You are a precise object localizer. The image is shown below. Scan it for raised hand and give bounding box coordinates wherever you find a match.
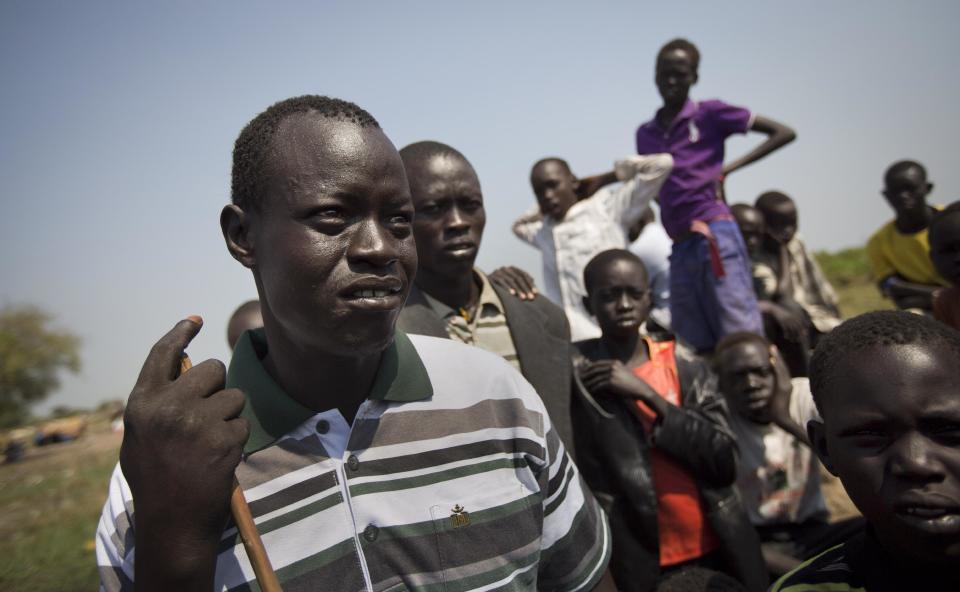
[489,266,538,300]
[119,317,249,588]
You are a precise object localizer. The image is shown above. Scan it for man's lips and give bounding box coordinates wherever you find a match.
[340,277,405,310]
[442,241,477,257]
[892,496,960,535]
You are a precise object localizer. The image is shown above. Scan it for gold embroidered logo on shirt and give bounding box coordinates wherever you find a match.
[450,504,470,528]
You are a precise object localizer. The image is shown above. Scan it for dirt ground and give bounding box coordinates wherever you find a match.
[0,424,121,592]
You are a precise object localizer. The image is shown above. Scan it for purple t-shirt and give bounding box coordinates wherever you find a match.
[636,99,753,239]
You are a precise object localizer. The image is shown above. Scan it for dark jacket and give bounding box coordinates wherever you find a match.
[398,281,575,454]
[571,338,768,592]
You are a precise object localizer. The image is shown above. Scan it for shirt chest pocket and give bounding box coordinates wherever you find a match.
[428,473,542,591]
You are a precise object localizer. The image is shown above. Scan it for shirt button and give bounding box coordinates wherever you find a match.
[347,454,360,471]
[363,524,379,542]
[315,419,329,434]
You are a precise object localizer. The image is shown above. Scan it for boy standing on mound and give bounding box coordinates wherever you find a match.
[635,38,796,352]
[773,311,960,591]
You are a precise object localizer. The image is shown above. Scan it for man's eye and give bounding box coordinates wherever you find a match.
[420,203,441,214]
[387,212,412,225]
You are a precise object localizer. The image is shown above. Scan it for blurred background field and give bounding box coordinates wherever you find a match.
[0,248,884,591]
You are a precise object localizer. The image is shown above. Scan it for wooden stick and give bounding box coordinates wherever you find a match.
[180,354,282,592]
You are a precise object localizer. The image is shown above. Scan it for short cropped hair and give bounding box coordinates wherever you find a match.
[713,331,770,370]
[530,157,572,179]
[810,310,960,413]
[582,249,647,295]
[755,191,794,213]
[232,95,380,211]
[884,159,927,186]
[399,140,469,170]
[930,200,960,234]
[657,38,701,71]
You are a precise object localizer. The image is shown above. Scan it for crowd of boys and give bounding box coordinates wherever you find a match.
[95,37,960,592]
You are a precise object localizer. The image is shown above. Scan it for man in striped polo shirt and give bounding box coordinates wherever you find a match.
[396,141,576,454]
[96,95,612,592]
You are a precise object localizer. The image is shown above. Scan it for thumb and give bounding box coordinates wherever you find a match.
[135,316,204,390]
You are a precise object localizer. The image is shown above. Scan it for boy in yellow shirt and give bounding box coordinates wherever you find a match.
[866,160,949,310]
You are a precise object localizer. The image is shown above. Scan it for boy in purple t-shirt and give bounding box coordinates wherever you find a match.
[636,38,796,352]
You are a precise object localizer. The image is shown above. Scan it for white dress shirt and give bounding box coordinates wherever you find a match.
[513,154,673,341]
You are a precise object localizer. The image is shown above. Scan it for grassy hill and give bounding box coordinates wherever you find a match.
[814,247,892,318]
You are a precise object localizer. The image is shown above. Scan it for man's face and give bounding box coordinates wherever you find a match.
[718,341,776,424]
[585,259,650,340]
[655,48,697,108]
[248,115,417,354]
[930,214,960,285]
[530,161,579,222]
[762,201,798,245]
[811,344,960,565]
[733,207,766,255]
[408,154,485,280]
[883,167,931,217]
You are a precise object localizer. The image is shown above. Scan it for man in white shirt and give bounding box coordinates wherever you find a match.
[513,154,673,341]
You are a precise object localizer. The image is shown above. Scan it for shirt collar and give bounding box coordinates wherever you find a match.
[422,269,504,320]
[653,98,697,131]
[227,328,433,454]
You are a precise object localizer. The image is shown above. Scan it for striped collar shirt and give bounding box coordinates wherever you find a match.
[421,269,521,372]
[96,329,610,592]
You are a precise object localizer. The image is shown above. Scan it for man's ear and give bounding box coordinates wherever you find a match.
--------------------
*Your assignment*. Could you give the listing above again word for word, without any pictures?

*Problem solution*.
You are a precise object localizer. The image is shown below. Scan it for raised hand and give bounding box coordinates wherever you find a match.
[489,266,538,300]
[119,317,249,588]
You are a precise object localizer. The image is shown above. Scan it for man's lips and give bounding box coordinates wherever you find a match.
[340,277,405,310]
[442,241,477,257]
[892,496,960,535]
You are a precise object localizer. The image is shown above. Scan it for gold embroidered logo on shirt and give bounding box coordinates wherever you find a match.
[450,504,470,528]
You are a precise object localizer. The image is shown above. Scan it for dirt ground and give bounding box coordinates wherever you find a match.
[0,424,121,592]
You are a precise object localizer. The image is shown above. Scan it for purple t-shirt and give bounding box coordinates wherever you find a match.
[636,99,753,239]
You are a precise object localizer. The image is shown above. Scan it for dark jacket and give bounding box coordinates wherever you find a match.
[398,281,575,454]
[571,338,768,592]
You are a precise object localizer. The image is shown above. Scan it for shirt chest pocket and give bounding box coordinates wherever you find a match.
[428,473,542,591]
You are a precise object localizer. The image is shown above. Scan it for shirt button and give bounding box coordinates wherever you find a match.
[347,454,360,471]
[363,524,379,542]
[315,419,329,434]
You are a precise object localizer. The image is shown above. Scan it for boy standing on mound and give bounding box coordinates wherever you find a match.
[635,38,796,352]
[773,311,960,591]
You are a precise object localizer. The image is shown above. Scan it for man's eye and give bounding box coordinates wherever you find a match.
[420,203,441,214]
[387,212,412,225]
You are a precise object localizer. The image is shown above. Scan it for blurred background field and give bounding box coordinates wherever you find a match.
[0,248,884,591]
You are a precise object localizer. The image is shown above. Scan it for wooden stick and give bounding box coordinates wherever you find a match.
[180,354,282,592]
You are a precise object localizer. The image is shown above. Scan it for short cropped hair and give bounding box coordinates wherever you find a match.
[713,331,770,370]
[530,157,572,179]
[810,310,960,413]
[582,249,647,295]
[755,191,794,213]
[232,95,380,211]
[884,159,927,186]
[399,140,469,170]
[930,200,960,234]
[657,38,701,71]
You are a precise object localizer. The image is shown above. Scan it for crowd of boys and give bounding box coordinates wherever you find a match.
[95,37,960,592]
You are a precise object localizer. The image is shown above. Scan it for man in striped polo shirt and give bounding box coordinates wherever you find a match.
[396,141,576,454]
[96,95,612,592]
You are a precise object localizer. The image is shown above. Scan it for thumb and give bounding box coordinates wherever you find a match.
[135,316,204,390]
You are a precise object localizer. The image is shown above. Scan it for boy in yellow shirt and give bounding box coordinates wherever you find a match.
[866,160,949,310]
You are a precise object localizer. The image is shown above. Scan it for boy in purple t-shirt and give bounding box coordinates wherever you find a match.
[636,38,796,352]
You are a precise object localizer. The image is shown above. Scan it for white dress shirt and give bounding box coordinates wherever you find a match.
[513,154,673,341]
You are a precise object localizer. The image is shown above. Scan it for grassy hill and give bounding box coordinates wherever you find a match.
[814,247,892,318]
You are a precise object localizer. The image is shown above. Scan it for man's face and give bounding box coordinates wherever you find a match.
[718,341,776,424]
[585,259,650,340]
[655,48,697,108]
[248,115,417,354]
[930,214,960,285]
[530,161,579,222]
[762,201,798,245]
[811,344,960,565]
[733,207,766,255]
[408,154,485,280]
[883,167,931,217]
You are a precise object localizer. The image is shown above. Scan it for man in white shirt and give bounding box coordinates wherever you find a match.
[513,154,673,341]
You are a precise object localizer. The image is shown above. Scan it for shirt collar and give bounding box coordinates wherever you find a match.
[422,269,504,320]
[653,98,697,131]
[227,328,433,454]
You are a precise object localizer. The image is shown above. Scan it for striped collar shirt and give bounding box coordinates wherever you find a match.
[421,269,521,372]
[96,329,610,592]
You are a precise object localizer. The image is shown above. Scan it for man's ear and give bounding box coordinates wherever you find a match.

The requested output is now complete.